_Task statement_
Write out each entry once more so that it matches the original exactly.

Dataset entries:
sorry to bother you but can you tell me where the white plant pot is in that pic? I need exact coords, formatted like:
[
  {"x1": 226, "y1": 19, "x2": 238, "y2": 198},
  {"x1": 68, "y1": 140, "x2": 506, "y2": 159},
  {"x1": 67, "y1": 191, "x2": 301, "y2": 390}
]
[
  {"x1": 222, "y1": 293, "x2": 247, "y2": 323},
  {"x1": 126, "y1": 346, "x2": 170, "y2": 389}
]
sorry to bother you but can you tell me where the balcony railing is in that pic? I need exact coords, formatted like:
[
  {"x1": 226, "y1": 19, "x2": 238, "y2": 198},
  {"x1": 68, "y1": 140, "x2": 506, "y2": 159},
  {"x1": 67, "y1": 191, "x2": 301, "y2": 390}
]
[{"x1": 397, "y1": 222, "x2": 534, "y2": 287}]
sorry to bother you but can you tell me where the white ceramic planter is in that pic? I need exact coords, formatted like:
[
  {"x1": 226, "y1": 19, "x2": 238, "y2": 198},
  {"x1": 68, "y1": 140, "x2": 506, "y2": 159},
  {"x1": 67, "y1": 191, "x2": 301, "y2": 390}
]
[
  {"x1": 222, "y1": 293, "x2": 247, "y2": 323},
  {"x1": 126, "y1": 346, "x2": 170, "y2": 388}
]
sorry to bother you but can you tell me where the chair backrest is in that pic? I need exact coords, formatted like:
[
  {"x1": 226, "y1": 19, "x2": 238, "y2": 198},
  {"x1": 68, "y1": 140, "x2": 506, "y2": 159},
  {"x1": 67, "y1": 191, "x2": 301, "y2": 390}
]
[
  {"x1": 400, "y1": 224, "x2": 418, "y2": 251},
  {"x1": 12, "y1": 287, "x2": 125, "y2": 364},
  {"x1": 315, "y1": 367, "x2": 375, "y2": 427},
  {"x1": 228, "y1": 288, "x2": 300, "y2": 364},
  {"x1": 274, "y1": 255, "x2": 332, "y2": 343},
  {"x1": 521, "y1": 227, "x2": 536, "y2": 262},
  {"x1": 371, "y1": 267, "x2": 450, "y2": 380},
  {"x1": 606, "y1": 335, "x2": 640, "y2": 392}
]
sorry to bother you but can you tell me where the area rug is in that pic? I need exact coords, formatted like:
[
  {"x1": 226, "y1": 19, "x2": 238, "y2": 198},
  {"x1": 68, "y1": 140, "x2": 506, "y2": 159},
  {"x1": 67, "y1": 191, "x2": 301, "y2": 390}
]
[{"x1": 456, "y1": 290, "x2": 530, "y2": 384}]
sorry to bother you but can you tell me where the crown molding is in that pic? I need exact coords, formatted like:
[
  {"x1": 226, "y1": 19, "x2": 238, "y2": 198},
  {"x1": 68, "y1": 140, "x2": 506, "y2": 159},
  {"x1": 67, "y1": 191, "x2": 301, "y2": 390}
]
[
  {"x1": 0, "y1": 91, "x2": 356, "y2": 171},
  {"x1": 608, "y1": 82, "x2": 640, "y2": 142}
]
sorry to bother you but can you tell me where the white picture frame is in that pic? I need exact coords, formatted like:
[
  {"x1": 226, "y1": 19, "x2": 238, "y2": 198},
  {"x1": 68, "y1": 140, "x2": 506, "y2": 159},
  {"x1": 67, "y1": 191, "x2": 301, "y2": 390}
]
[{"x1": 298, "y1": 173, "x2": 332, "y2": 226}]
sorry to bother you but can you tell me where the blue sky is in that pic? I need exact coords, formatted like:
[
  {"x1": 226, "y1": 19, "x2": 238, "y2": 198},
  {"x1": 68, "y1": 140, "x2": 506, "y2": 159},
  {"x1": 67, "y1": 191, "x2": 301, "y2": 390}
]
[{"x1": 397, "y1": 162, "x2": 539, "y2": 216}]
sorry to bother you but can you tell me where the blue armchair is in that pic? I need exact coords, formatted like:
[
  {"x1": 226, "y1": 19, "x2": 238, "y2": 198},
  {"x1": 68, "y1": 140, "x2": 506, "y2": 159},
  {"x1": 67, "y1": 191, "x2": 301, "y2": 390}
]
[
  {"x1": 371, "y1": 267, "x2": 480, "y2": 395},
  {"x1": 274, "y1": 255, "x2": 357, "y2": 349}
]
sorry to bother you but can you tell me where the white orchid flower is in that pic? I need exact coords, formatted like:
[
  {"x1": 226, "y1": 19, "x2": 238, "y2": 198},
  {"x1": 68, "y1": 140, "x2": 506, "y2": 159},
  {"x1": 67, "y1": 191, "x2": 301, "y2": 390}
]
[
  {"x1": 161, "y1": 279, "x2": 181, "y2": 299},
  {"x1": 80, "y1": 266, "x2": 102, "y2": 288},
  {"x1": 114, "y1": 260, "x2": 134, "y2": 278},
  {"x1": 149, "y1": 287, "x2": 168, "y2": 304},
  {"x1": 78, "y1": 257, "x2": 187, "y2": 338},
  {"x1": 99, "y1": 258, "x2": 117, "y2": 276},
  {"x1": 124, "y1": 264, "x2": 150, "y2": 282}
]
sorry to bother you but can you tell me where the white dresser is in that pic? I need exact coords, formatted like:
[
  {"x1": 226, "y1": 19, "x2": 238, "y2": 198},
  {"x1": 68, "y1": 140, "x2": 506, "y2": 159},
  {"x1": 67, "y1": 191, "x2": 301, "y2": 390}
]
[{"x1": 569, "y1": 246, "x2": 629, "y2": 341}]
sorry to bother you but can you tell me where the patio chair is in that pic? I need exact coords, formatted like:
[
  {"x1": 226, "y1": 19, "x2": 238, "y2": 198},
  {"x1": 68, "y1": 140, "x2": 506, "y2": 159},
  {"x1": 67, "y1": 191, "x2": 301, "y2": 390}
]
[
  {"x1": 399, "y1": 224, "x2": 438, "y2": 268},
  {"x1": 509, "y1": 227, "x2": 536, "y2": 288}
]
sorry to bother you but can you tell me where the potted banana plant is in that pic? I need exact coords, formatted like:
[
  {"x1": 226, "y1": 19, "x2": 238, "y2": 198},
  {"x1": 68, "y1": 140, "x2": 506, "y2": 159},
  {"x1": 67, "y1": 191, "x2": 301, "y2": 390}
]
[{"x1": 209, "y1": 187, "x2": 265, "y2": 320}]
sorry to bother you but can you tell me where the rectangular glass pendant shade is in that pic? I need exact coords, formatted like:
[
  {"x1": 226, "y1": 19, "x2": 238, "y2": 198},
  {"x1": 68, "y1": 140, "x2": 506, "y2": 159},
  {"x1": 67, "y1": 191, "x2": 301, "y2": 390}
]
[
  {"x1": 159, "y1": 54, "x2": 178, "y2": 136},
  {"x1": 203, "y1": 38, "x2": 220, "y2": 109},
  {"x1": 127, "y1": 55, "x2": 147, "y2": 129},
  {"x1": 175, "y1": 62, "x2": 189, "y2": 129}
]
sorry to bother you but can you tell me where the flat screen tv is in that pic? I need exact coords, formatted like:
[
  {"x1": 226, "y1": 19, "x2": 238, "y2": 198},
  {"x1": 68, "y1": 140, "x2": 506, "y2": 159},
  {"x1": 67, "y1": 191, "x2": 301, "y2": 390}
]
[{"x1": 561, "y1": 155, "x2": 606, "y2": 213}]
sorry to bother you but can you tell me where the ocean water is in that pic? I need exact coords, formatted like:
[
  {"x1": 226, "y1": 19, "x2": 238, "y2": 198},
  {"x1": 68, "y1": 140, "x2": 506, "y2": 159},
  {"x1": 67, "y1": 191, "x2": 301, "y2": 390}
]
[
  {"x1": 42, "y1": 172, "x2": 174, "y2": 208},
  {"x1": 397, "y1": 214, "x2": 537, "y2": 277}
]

_Task result_
sorry to bother you but can you tell me where the white plant pot is in that pic? I need exact coords, formatted like:
[
  {"x1": 226, "y1": 19, "x2": 238, "y2": 198},
  {"x1": 68, "y1": 140, "x2": 506, "y2": 159},
  {"x1": 67, "y1": 191, "x2": 301, "y2": 390}
]
[
  {"x1": 222, "y1": 293, "x2": 247, "y2": 323},
  {"x1": 126, "y1": 346, "x2": 170, "y2": 389}
]
sorry to bother you but can you tell me where the balcony railing is in that pic? I need exact coords, formatted like:
[
  {"x1": 226, "y1": 19, "x2": 238, "y2": 198},
  {"x1": 68, "y1": 140, "x2": 506, "y2": 159},
  {"x1": 67, "y1": 191, "x2": 301, "y2": 390}
]
[{"x1": 397, "y1": 222, "x2": 534, "y2": 287}]
sorry to bother you but can you tell me where the white ceramic planter is in that pic? I need exact coords, formatted like:
[
  {"x1": 226, "y1": 19, "x2": 238, "y2": 198},
  {"x1": 68, "y1": 140, "x2": 506, "y2": 159},
  {"x1": 67, "y1": 191, "x2": 301, "y2": 390}
]
[
  {"x1": 222, "y1": 293, "x2": 247, "y2": 323},
  {"x1": 126, "y1": 346, "x2": 170, "y2": 388}
]
sorry to bother you but can you tell me where the chair backrest is in that pic? I need exact coords, formatted like:
[
  {"x1": 226, "y1": 19, "x2": 238, "y2": 198},
  {"x1": 68, "y1": 140, "x2": 506, "y2": 159},
  {"x1": 67, "y1": 191, "x2": 301, "y2": 390}
]
[
  {"x1": 400, "y1": 224, "x2": 418, "y2": 251},
  {"x1": 12, "y1": 287, "x2": 125, "y2": 364},
  {"x1": 315, "y1": 367, "x2": 375, "y2": 427},
  {"x1": 228, "y1": 288, "x2": 300, "y2": 364},
  {"x1": 274, "y1": 255, "x2": 332, "y2": 343},
  {"x1": 521, "y1": 227, "x2": 536, "y2": 262},
  {"x1": 371, "y1": 267, "x2": 450, "y2": 380},
  {"x1": 606, "y1": 335, "x2": 640, "y2": 392}
]
sorry to bother you but can you tell me where the area rug is in that pic? I need exact coords, formatted like:
[
  {"x1": 226, "y1": 19, "x2": 238, "y2": 198},
  {"x1": 68, "y1": 140, "x2": 506, "y2": 159},
  {"x1": 67, "y1": 191, "x2": 301, "y2": 390}
]
[{"x1": 456, "y1": 290, "x2": 530, "y2": 384}]
sorry to bother you but can you tell me where the crown molding is in that pic? I need exact coords, formatted like:
[
  {"x1": 226, "y1": 19, "x2": 238, "y2": 198},
  {"x1": 68, "y1": 140, "x2": 506, "y2": 159},
  {"x1": 67, "y1": 191, "x2": 301, "y2": 390}
]
[
  {"x1": 0, "y1": 91, "x2": 356, "y2": 171},
  {"x1": 608, "y1": 82, "x2": 640, "y2": 142}
]
sorry to bother you but can you tell me where the white picture frame is in that pic? I need exact coords, formatted like:
[
  {"x1": 226, "y1": 19, "x2": 238, "y2": 198},
  {"x1": 68, "y1": 140, "x2": 506, "y2": 159},
  {"x1": 67, "y1": 191, "x2": 301, "y2": 390}
]
[{"x1": 298, "y1": 173, "x2": 332, "y2": 226}]
sorry to bother you but can you tell me where the blue sky is in that pic? I need exact coords, formatted like:
[
  {"x1": 226, "y1": 19, "x2": 238, "y2": 198},
  {"x1": 68, "y1": 140, "x2": 506, "y2": 159},
  {"x1": 67, "y1": 191, "x2": 301, "y2": 390}
]
[{"x1": 397, "y1": 162, "x2": 539, "y2": 216}]
sorry to bother you but can you tell me where the blue armchair is in that pic? I need exact coords, formatted like:
[
  {"x1": 226, "y1": 19, "x2": 238, "y2": 198},
  {"x1": 68, "y1": 140, "x2": 506, "y2": 159},
  {"x1": 67, "y1": 191, "x2": 301, "y2": 390}
]
[
  {"x1": 371, "y1": 267, "x2": 480, "y2": 395},
  {"x1": 274, "y1": 255, "x2": 357, "y2": 349}
]
sorry to bother you but can you tell me where the white orchid flower is in that pic? I need exact coords, formatted like:
[
  {"x1": 226, "y1": 19, "x2": 238, "y2": 198},
  {"x1": 68, "y1": 140, "x2": 506, "y2": 159},
  {"x1": 67, "y1": 191, "x2": 301, "y2": 390}
]
[
  {"x1": 161, "y1": 279, "x2": 181, "y2": 299},
  {"x1": 80, "y1": 266, "x2": 102, "y2": 288},
  {"x1": 114, "y1": 260, "x2": 134, "y2": 278},
  {"x1": 149, "y1": 287, "x2": 168, "y2": 304},
  {"x1": 78, "y1": 257, "x2": 187, "y2": 338},
  {"x1": 99, "y1": 258, "x2": 117, "y2": 276},
  {"x1": 124, "y1": 264, "x2": 150, "y2": 282}
]
sorry to bother you but can you tell me where the white dresser is in that pic? I need exact coords, formatted like:
[
  {"x1": 226, "y1": 19, "x2": 238, "y2": 198},
  {"x1": 68, "y1": 140, "x2": 506, "y2": 159},
  {"x1": 67, "y1": 191, "x2": 301, "y2": 390}
]
[{"x1": 569, "y1": 246, "x2": 629, "y2": 341}]
sorry to bother you but can you tell me where the patio chair is in that pic? I need exact coords, formatted like:
[
  {"x1": 226, "y1": 19, "x2": 238, "y2": 198},
  {"x1": 68, "y1": 140, "x2": 506, "y2": 159},
  {"x1": 67, "y1": 191, "x2": 301, "y2": 390}
]
[
  {"x1": 399, "y1": 224, "x2": 438, "y2": 268},
  {"x1": 509, "y1": 227, "x2": 536, "y2": 288}
]
sorry to bother you but can you tell me where the potted banana plant is in that pic? I need exact coords, formatted like:
[
  {"x1": 226, "y1": 19, "x2": 238, "y2": 198},
  {"x1": 68, "y1": 140, "x2": 506, "y2": 159},
  {"x1": 67, "y1": 191, "x2": 301, "y2": 390}
]
[{"x1": 209, "y1": 187, "x2": 265, "y2": 320}]
sorry to bother you but can you tell me where the rectangular glass pendant shade is in that pic? I need exact coords, formatted like:
[
  {"x1": 226, "y1": 19, "x2": 238, "y2": 198},
  {"x1": 68, "y1": 140, "x2": 506, "y2": 159},
  {"x1": 67, "y1": 191, "x2": 301, "y2": 390}
]
[
  {"x1": 159, "y1": 54, "x2": 178, "y2": 136},
  {"x1": 203, "y1": 38, "x2": 220, "y2": 109},
  {"x1": 127, "y1": 55, "x2": 147, "y2": 129},
  {"x1": 175, "y1": 62, "x2": 189, "y2": 129}
]
sorry to bother you but can you tell me where the flat screen tv is in that pic? I need exact coords, formatted like:
[
  {"x1": 226, "y1": 19, "x2": 238, "y2": 198},
  {"x1": 68, "y1": 140, "x2": 506, "y2": 159},
  {"x1": 67, "y1": 191, "x2": 301, "y2": 390}
]
[{"x1": 561, "y1": 155, "x2": 606, "y2": 213}]
sorry to bother you but can you tell me where the ocean water is in that pic? I need exact coords, formatted like:
[
  {"x1": 226, "y1": 19, "x2": 238, "y2": 198},
  {"x1": 68, "y1": 140, "x2": 506, "y2": 159},
  {"x1": 67, "y1": 191, "x2": 301, "y2": 390}
]
[
  {"x1": 42, "y1": 172, "x2": 174, "y2": 208},
  {"x1": 397, "y1": 214, "x2": 537, "y2": 277}
]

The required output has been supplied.